[TEXTE À LIRE]
• • • •
Yann Arthus-Bertrand et Nicolas Hulot l’ont dit : nous allons à la catastrophe et, franchement, c’est tout juste s’il n’est pas trop tard pour réagir – à peine le temps de faire un film avant l’apocalypse. Océans est loin d’être aussi alarmiste : il en est d’entre nous qui, aujourd’hui, se préoccupent du bien-être des abysses, avec respect et tendresse, nous dit le film. Tout va pour le mieux, donc, et le fait que le film soit financé par des industries hautement polluantes n’a rien à voir avec cette vision des plus angélistes.
« Un jour, un enfant qui découvrait la mer m’a demandé : “l’océan, c’est quoi, l’océan” ? » Et la chaude voix du narrateur / co-réalisateur Jacques Perrin de s’interroger, on ne peut plus judicieusement : que dire, pour raconter l’océan ? La bonne idée : faire un film – tant il est vrai que si un dessin vaut bien un long discours (nous y reviendrons), un film vaut mieux qu’un paquet de dessins. Et de plonger, caméra la première, dans les abysses bleutés, à la poursuite de la faune marine.
Et les images sont renversantes : ballets frénétiques de poissons selon une symétrie songeuse, béhémoths monstrueux au-delà de toute description, prédateurs terribles, animaux à la bizarrerie extraordinaire – l’océan, donc, tout en majesté. La voix-off reste discrète, tout d’abord, si bien qu’on se prend à rêver à un poème visuel et muet, aux tons bleutés. Puis, de nouveau, le ton posé de Jacques Perrin nous assène, alors qu’à l’image les réacteurs de la fusée Ariane se reflètent dans les pupilles pleines d’une subtilité insondable d’un reptile local, que l’homme est en train de tout foutre en l’air. Oh, certes, le discours est posé, gentiment emphatique, presque résigné dans son calme, comme un vieux chamane plein de sagesse qui comprend la folie des hommes et en prend son parti d’un air mystérieux. En fumant la pipe en terre ad hoc, ce qui est, avouons le, tout à fait adapté.
Mais nous sommes bien dans un énième avatar du film néo-millénariste, où le discours écolo-alarmiste remplace toute autre forme de discours, y compris et surtout artistique. Nous ne sommes alors qu’au tout début du métrage, et l’on se prend à espérer : n’était-ce qu’une faute de goût, le film va-t-il redresser la barre ? Assez rapidement, on veut y croire ; une longue partie du film se contente de peindre le monde sous-marin via des images d’une beauté incroyable, d’une perfection troublante. Et lorsque les ténèbres surgissent, que l’ombre des navires de pêche se fait sentir via leurs filets meurtriers, Océans touche au sublime ; un malheureux requin, amputé de ses ailerons et de sa queue, rejeté encore vif à l’eau, et qui s’enfonce verticalement dans les profondeurs sans plus pouvoir nager, constituant le plus puissamment funèbre des requiems.
• • • •
[LIGNES RELEVÉES]
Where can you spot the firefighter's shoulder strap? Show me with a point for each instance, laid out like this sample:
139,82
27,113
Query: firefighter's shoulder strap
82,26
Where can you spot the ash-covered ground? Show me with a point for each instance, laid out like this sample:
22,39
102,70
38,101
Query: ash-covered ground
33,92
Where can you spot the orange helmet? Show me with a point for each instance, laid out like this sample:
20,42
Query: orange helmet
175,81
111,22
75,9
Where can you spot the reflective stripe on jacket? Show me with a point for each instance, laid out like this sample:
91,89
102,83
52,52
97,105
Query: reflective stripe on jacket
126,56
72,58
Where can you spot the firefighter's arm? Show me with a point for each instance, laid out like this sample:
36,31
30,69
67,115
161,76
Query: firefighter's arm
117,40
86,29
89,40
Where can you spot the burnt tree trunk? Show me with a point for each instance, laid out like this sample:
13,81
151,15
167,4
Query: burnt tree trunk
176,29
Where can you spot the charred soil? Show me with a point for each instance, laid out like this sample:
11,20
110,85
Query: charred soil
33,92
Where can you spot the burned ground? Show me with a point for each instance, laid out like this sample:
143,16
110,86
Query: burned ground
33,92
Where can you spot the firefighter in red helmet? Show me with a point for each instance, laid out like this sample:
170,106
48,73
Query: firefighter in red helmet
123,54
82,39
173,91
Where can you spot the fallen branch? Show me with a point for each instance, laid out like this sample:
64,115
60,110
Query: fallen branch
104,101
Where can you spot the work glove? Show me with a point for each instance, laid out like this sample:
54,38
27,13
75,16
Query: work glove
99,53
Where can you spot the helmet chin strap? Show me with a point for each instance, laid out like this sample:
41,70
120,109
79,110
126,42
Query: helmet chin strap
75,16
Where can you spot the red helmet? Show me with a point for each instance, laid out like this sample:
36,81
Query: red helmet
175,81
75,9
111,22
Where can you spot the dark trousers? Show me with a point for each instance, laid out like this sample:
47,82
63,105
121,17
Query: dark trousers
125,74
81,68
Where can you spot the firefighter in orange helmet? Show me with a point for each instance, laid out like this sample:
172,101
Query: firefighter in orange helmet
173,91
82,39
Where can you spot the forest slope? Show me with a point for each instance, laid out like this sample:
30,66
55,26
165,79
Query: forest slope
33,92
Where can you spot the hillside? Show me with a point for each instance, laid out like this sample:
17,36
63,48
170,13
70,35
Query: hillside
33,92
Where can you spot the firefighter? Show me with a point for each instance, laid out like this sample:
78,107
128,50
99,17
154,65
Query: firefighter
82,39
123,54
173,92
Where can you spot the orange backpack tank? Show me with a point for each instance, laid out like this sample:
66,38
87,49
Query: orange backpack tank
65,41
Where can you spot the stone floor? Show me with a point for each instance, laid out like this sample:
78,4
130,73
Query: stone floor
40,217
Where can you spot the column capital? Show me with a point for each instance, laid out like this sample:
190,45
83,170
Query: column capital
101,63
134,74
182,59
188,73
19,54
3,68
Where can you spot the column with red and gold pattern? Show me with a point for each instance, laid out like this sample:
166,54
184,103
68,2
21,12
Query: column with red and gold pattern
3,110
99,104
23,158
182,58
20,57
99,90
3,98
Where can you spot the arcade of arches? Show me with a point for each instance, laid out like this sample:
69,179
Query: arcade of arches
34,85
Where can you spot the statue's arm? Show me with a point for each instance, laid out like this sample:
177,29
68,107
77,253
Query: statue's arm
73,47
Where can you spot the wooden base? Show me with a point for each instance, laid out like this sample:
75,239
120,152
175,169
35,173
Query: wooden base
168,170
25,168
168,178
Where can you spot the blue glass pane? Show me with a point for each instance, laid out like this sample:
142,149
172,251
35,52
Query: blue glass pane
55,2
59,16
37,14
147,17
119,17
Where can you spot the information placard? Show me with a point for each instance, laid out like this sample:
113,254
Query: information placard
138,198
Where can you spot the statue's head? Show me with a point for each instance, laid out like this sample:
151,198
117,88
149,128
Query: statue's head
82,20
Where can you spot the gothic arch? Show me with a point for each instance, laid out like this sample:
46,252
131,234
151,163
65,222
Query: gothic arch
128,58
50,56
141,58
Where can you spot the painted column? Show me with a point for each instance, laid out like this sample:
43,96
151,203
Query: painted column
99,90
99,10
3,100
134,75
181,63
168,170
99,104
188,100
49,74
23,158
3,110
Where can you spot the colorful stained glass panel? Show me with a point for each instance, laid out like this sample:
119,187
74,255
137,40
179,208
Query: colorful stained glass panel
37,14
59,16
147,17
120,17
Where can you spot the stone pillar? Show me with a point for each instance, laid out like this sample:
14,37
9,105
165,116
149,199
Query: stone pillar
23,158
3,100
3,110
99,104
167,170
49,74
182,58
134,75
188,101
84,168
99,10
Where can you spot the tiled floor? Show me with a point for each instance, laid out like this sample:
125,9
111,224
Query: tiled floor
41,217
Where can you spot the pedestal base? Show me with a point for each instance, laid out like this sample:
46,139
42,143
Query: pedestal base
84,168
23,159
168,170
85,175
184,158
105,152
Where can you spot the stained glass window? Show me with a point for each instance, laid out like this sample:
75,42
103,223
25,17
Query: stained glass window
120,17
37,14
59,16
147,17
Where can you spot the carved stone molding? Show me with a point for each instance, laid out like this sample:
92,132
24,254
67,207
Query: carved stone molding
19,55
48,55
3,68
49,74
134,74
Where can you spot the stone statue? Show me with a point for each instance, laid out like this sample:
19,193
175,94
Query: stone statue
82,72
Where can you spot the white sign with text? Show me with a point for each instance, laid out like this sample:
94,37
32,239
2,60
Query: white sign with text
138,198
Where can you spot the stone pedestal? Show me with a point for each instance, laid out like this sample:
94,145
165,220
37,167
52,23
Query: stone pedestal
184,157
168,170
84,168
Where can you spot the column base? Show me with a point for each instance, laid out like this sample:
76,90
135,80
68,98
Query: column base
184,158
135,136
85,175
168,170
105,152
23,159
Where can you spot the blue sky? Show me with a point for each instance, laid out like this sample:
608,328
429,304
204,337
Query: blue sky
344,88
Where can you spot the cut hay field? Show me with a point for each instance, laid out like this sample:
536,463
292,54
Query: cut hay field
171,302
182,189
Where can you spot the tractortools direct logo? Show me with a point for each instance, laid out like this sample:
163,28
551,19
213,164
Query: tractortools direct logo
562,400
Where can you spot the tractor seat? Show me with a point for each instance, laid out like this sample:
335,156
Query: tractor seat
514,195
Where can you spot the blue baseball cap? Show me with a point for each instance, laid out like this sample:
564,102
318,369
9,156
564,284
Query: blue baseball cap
• • • •
[CONSIGNE 1]
Dans la critique du film Océans, qui est à la fois le narrateur et le coréalisateur du film ?
[CONSIGNE 2]
Poursuivez la critique du film Océans après sa dernière phrase.

[RÉPONSE FINALE 1]
Jacques Perrin.

[RÉPONSE FINALE 2]
Qu’on se rassure. La puissance de ces images terribles sera bien vite tempérée par notre bien-aimée voix-off : certes, l’homme violente le monde marin à chaque opportunité, et ce sans vergogne, mais… qu’on ne s’inquiète pas, car aujourd’hui, il est des individus suffisamment droits, purs et respectueux pour que la prise de conscience se fasse. Ouf. On respire – prudemment, on est sous l’eau, tout de même – mais on respire. Faisant une petite pause pour nous permettre de ranimer la flamme de l’espoir (pas une mince affaire, avec toute cette flotte), Jacques Perrin revient à la charge avec ce qui demeure son passage parlé le plus délicieux : des navires coulent, certes, mais bien vite, dans les carcasses plongées dans les abysses, la vie, acharnée, reprend ses droits.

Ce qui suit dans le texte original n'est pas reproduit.